Task directions: Convert every item below into a numbered list, dropping any blank lines.

================

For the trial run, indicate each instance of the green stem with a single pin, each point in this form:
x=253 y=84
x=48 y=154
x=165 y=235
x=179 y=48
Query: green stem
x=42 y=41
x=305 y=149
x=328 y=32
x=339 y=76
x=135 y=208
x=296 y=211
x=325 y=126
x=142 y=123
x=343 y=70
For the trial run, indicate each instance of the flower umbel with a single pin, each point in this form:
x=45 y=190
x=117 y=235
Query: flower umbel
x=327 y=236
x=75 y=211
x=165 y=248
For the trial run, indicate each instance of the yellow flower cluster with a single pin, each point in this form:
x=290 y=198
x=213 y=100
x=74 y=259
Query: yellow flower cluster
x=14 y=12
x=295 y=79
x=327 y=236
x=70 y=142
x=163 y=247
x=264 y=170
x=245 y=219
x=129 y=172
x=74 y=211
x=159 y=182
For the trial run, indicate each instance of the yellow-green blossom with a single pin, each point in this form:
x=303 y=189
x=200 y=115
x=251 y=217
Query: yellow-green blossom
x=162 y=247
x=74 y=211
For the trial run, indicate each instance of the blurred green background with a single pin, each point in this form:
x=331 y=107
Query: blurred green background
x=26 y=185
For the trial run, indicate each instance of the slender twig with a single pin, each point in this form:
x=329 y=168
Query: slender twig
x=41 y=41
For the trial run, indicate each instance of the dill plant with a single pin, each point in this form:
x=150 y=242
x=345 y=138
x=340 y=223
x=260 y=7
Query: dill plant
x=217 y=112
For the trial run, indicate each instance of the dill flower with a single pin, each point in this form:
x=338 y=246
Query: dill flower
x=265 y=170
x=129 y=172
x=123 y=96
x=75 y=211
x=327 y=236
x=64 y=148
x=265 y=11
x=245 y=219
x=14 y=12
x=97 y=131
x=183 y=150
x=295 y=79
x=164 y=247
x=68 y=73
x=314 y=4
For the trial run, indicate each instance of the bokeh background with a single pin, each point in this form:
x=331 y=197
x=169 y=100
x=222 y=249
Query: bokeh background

================

Solution:
1. For the trial run, indicate each instance of the green stem with a single pin, each point in this form:
2. x=253 y=84
3. x=48 y=154
4. x=165 y=235
5. x=179 y=48
6. Query: green stem
7. x=42 y=41
8. x=305 y=149
9. x=328 y=32
10. x=339 y=76
11. x=135 y=208
12. x=296 y=211
13. x=325 y=126
14. x=142 y=123
15. x=343 y=70
16. For the trial run, indicate each instance of the flower umbel with a single pin, each point in this form:
17. x=45 y=190
18. x=117 y=235
19. Query: flower umbel
20. x=327 y=236
21. x=75 y=211
22. x=165 y=248
23. For the trial run, indicate each instance of the yellow flower cluster with a single pin, each point in this form:
24. x=290 y=198
25. x=213 y=100
26. x=74 y=259
27. Query: yellow flower cluster
28. x=14 y=12
29. x=295 y=79
30. x=327 y=236
31. x=70 y=142
32. x=163 y=247
33. x=264 y=170
34. x=245 y=219
35. x=129 y=172
36. x=74 y=211
37. x=159 y=182
38. For the trial run, indicate each instance of the yellow-green blossom with a single pin, each point in this form:
39. x=303 y=189
40. x=200 y=115
41. x=251 y=217
42. Query: yellow-green blossom
43. x=162 y=247
44. x=74 y=211
45. For the trial run, indicate each instance of the blurred green background with a single pin, each point in this form:
46. x=331 y=107
47. Query: blurred green background
48. x=26 y=185
49. For the trial run, indicate each instance of the slender twig with a single pin, each point in this form:
50. x=329 y=168
51. Query: slender twig
52. x=41 y=41
53. For the trial run, indicate each instance of the dill plant with a single pin, each point in this form:
54. x=150 y=242
55. x=345 y=138
56. x=340 y=223
57. x=260 y=7
58. Query: dill plant
59. x=217 y=112
60. For the trial run, indicate each instance of the dill flower with a single pin, each point in this form:
61. x=338 y=246
62. Query: dill flower
63. x=265 y=170
64. x=129 y=172
65. x=123 y=96
66. x=75 y=211
67. x=327 y=236
68. x=64 y=148
69. x=265 y=11
70. x=245 y=219
71. x=14 y=12
72. x=97 y=131
73. x=183 y=150
74. x=295 y=79
75. x=164 y=247
76. x=68 y=73
77. x=314 y=4
78. For the trial run, indicate each instance of the bokeh background with a single pin, each point in this form:
79. x=331 y=197
80. x=169 y=100
81. x=222 y=249
82. Query: bokeh background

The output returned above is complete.